> Task:
Tally the lines in the listing below that contain the string "double", counting only exact matches of letter case. Give the number alone.

> Data entries:
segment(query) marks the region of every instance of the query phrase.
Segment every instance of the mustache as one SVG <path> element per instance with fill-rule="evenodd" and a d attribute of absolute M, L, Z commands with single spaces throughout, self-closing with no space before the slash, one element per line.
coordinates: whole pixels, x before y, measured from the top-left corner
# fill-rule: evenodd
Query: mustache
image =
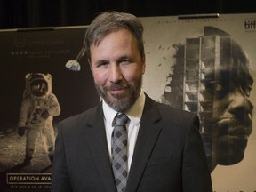
<path fill-rule="evenodd" d="M 247 135 L 252 132 L 252 119 L 221 118 L 217 123 L 218 135 Z"/>
<path fill-rule="evenodd" d="M 108 86 L 104 86 L 104 90 L 105 91 L 115 91 L 115 90 L 120 90 L 120 89 L 127 89 L 129 88 L 130 85 L 129 84 L 110 84 Z"/>

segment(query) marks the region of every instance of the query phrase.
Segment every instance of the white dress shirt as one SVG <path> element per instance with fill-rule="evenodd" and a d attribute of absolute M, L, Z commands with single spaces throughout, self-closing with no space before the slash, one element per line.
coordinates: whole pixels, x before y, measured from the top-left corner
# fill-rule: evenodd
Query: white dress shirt
<path fill-rule="evenodd" d="M 125 115 L 129 117 L 130 121 L 127 124 L 127 132 L 128 132 L 128 144 L 127 144 L 127 152 L 128 152 L 128 172 L 131 167 L 132 159 L 133 156 L 133 151 L 136 144 L 136 140 L 139 132 L 139 128 L 140 124 L 140 118 L 142 116 L 143 108 L 145 104 L 145 94 L 141 91 L 140 97 L 136 102 L 125 111 Z M 107 134 L 107 142 L 108 148 L 108 153 L 110 160 L 112 161 L 111 155 L 111 135 L 114 130 L 112 126 L 113 120 L 117 114 L 117 111 L 111 108 L 104 100 L 103 100 L 103 114 L 104 114 L 104 123 Z"/>

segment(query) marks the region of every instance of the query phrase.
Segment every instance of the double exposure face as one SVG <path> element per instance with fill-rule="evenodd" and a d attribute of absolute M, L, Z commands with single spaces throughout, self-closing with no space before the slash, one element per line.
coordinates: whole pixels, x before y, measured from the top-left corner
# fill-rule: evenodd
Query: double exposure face
<path fill-rule="evenodd" d="M 206 86 L 215 95 L 212 159 L 229 165 L 244 158 L 252 131 L 253 106 L 249 96 L 253 80 L 247 66 L 239 62 L 220 67 L 218 79 Z"/>

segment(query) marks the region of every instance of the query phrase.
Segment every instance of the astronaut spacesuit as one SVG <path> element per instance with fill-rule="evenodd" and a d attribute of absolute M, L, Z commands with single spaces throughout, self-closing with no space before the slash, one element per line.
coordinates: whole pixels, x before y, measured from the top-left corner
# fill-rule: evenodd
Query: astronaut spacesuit
<path fill-rule="evenodd" d="M 60 108 L 56 96 L 52 92 L 52 76 L 33 73 L 26 75 L 25 79 L 26 88 L 18 124 L 20 136 L 24 135 L 27 130 L 24 163 L 30 163 L 39 136 L 52 163 L 55 140 L 52 119 L 60 113 Z"/>

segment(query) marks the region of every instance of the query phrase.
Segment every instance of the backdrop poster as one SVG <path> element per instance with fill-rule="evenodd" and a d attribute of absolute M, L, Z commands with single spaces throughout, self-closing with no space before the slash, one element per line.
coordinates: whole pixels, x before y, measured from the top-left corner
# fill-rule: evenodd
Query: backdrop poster
<path fill-rule="evenodd" d="M 85 60 L 79 60 L 80 71 L 70 71 L 65 68 L 68 60 L 77 58 L 85 30 L 86 27 L 0 31 L 1 192 L 50 191 L 52 164 L 47 153 L 51 152 L 49 140 L 52 136 L 45 134 L 50 131 L 46 130 L 46 121 L 42 120 L 41 115 L 48 106 L 55 105 L 56 100 L 55 103 L 52 101 L 53 96 L 51 96 L 51 101 L 45 99 L 44 92 L 52 91 L 60 108 L 60 114 L 53 116 L 55 134 L 59 121 L 99 103 L 100 98 Z M 22 100 L 28 98 L 33 100 L 33 108 L 27 101 L 23 106 L 25 109 L 21 109 Z M 17 133 L 19 124 L 21 126 L 24 124 L 20 123 L 20 114 L 23 114 L 24 118 L 26 108 L 33 110 L 33 116 L 27 116 L 30 127 L 43 129 L 39 136 L 35 132 L 29 137 Z M 60 108 L 56 110 L 58 112 Z M 27 132 L 29 132 L 28 129 Z M 33 140 L 37 136 L 35 144 Z M 48 142 L 44 145 L 45 139 Z M 30 148 L 36 145 L 30 164 L 24 162 L 28 140 L 32 140 L 29 145 L 34 143 Z"/>
<path fill-rule="evenodd" d="M 141 18 L 143 90 L 198 114 L 215 192 L 255 192 L 256 14 L 197 16 Z"/>

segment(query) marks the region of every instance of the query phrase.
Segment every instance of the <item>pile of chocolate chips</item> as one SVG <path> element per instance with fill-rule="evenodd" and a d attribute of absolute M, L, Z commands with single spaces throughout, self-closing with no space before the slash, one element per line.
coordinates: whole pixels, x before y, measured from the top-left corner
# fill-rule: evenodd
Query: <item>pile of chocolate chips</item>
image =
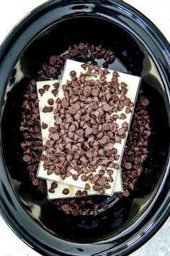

> Exercise response:
2